[Detection annotation records]
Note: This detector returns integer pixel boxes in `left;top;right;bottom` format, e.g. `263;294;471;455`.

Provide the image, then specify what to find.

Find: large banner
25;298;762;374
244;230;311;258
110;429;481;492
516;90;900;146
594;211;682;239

[EXERCISE DESCRIPTION] Rewrite the material above as a CSV with two columns, input and output. Give one row per search, put each field in quotes, and replace line breaks with spaces.

[SOLUTION FOR THIS PROBLEM]
input,output
"Note: This detector returns integer pixel boxes in `left;top;right;bottom` format, e.g. `263;294;471;455`. Provide the image, then specify what to find. Find: large banner","25;298;762;374 244;230;311;258 110;429;481;492 516;90;900;146 594;211;682;239"